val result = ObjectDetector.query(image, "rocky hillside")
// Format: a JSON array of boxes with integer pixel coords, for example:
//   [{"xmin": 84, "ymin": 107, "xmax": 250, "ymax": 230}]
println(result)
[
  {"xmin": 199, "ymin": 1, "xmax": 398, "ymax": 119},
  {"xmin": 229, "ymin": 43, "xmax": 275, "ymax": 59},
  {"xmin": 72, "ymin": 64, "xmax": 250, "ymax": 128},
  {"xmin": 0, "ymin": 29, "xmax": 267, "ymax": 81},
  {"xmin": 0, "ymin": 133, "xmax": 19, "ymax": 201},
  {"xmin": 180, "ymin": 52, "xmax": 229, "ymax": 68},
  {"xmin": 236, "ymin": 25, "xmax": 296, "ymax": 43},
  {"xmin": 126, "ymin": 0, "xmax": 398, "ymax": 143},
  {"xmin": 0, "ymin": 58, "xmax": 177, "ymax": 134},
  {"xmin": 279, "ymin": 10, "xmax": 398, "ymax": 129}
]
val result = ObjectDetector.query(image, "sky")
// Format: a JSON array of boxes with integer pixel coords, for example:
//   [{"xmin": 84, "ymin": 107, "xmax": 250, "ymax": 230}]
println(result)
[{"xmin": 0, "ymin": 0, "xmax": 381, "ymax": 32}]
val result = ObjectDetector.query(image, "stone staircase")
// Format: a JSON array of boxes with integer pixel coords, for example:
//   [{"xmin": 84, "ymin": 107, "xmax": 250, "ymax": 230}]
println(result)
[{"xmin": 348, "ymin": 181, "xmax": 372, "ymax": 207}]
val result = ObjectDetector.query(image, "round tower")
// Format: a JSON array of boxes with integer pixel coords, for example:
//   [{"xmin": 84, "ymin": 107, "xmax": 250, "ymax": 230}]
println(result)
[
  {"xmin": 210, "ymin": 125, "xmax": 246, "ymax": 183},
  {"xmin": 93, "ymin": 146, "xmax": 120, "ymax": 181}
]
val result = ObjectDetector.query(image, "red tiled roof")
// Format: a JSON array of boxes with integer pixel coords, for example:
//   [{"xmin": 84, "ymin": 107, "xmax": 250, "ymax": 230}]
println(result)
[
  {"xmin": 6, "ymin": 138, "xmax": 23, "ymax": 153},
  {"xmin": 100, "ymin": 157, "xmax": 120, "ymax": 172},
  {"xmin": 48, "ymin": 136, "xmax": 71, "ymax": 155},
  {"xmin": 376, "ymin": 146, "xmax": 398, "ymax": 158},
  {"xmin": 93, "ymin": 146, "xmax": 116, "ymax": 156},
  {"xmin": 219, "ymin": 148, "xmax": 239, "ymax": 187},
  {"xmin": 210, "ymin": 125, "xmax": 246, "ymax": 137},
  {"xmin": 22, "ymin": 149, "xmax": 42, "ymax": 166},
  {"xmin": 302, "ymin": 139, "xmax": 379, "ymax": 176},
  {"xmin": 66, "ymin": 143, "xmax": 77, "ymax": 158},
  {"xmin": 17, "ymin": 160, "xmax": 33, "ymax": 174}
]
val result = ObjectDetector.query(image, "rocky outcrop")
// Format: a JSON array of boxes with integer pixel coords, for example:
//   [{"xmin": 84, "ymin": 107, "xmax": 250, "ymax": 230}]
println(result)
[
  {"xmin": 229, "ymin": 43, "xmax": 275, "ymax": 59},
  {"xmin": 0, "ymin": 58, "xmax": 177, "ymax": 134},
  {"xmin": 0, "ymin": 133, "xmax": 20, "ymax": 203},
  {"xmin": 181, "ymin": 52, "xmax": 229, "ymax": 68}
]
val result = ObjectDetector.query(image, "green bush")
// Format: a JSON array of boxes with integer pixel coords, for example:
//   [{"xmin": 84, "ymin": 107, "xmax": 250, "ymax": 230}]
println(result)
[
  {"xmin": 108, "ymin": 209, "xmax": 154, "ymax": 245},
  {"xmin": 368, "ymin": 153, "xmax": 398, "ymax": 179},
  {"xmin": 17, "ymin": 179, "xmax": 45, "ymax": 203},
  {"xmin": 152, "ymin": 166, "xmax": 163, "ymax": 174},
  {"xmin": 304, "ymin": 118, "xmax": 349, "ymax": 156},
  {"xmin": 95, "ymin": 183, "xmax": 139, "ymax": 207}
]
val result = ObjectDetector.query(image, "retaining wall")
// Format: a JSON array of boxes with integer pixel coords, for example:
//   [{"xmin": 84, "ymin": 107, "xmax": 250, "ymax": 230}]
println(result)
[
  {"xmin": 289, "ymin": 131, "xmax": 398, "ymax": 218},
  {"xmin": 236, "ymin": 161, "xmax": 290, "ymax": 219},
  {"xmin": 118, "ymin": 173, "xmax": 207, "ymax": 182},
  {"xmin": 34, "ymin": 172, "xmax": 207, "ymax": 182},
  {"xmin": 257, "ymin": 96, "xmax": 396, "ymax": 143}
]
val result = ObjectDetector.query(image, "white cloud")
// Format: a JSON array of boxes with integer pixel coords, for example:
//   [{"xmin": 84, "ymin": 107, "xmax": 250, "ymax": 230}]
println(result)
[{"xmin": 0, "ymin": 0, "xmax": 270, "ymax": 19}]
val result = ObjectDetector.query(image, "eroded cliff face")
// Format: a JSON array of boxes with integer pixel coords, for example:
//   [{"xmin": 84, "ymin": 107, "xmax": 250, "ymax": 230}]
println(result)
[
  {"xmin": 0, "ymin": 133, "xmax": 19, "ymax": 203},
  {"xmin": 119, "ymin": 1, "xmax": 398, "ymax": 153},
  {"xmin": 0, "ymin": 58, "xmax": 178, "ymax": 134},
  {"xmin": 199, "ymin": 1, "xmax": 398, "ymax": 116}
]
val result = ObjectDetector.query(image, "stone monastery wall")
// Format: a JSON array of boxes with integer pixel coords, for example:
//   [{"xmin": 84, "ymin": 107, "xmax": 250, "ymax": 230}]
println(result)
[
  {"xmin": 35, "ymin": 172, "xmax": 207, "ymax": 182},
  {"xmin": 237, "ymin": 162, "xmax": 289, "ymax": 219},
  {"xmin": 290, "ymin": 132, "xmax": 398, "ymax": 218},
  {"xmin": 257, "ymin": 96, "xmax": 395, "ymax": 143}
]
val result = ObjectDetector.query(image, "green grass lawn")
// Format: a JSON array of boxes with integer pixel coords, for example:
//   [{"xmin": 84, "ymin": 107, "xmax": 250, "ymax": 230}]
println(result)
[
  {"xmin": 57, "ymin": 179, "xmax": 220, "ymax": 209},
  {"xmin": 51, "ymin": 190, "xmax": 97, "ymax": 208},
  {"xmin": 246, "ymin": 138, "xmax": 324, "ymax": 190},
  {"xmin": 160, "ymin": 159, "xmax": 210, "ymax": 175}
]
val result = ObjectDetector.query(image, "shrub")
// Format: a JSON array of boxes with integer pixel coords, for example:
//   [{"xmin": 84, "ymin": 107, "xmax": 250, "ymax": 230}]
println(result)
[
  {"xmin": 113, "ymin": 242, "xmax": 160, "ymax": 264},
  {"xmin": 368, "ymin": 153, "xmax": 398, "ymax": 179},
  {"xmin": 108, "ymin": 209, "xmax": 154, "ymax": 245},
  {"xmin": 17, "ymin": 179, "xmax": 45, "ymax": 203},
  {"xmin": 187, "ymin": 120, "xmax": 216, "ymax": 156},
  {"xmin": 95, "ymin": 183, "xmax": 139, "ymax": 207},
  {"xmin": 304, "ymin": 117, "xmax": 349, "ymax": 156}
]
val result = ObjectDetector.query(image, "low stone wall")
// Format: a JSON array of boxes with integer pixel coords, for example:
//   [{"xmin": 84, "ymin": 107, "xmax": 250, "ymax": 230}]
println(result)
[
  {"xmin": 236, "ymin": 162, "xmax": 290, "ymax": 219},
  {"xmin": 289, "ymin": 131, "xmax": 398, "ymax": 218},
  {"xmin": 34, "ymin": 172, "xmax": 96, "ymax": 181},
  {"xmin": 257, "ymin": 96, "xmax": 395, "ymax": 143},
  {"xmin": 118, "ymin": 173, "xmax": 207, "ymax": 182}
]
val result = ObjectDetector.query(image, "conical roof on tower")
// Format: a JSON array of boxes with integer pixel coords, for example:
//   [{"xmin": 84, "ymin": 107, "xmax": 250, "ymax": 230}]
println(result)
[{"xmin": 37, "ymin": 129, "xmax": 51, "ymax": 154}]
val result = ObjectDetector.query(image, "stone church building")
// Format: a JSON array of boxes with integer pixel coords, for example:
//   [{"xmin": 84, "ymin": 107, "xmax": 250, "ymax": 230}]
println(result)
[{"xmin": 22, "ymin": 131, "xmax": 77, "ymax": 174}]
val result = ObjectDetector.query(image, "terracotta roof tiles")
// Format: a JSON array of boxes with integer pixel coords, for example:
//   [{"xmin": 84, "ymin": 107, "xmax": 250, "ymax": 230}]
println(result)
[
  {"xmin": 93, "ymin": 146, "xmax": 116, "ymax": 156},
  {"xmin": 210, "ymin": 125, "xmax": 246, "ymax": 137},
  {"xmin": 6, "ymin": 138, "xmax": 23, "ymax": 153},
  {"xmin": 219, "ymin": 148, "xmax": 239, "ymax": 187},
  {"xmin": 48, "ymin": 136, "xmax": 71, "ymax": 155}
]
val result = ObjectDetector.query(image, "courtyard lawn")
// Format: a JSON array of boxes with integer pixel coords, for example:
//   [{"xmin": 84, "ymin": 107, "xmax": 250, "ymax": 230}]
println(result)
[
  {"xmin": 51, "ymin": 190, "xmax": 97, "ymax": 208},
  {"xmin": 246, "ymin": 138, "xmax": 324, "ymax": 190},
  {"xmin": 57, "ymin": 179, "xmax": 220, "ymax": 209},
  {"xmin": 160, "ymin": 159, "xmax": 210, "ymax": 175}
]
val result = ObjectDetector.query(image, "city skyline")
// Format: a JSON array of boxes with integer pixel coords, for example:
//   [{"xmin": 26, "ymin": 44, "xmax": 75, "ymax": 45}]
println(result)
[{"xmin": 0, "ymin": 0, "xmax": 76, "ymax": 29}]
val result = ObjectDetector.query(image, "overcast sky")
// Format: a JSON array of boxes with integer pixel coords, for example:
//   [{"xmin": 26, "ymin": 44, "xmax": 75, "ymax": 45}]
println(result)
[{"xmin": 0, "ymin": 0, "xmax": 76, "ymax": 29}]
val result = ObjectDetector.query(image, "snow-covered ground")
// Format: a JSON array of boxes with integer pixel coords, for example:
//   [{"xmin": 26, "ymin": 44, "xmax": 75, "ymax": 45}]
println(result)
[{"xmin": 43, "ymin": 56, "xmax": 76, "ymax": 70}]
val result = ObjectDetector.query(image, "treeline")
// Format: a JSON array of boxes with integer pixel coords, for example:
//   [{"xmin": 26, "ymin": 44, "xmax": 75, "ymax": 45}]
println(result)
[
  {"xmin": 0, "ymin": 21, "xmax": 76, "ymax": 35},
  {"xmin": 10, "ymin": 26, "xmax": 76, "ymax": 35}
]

☆ ☆ ☆ ☆

# Ejercicio planteado
Identifica en los ítems anteriores cada línea que contenga la palabra "tower" y cópiala.

# Resultado del ejercicio
val result = ObjectDetector.query(image, "round tower")
val result = ObjectDetector.query(image, "conical roof on tower")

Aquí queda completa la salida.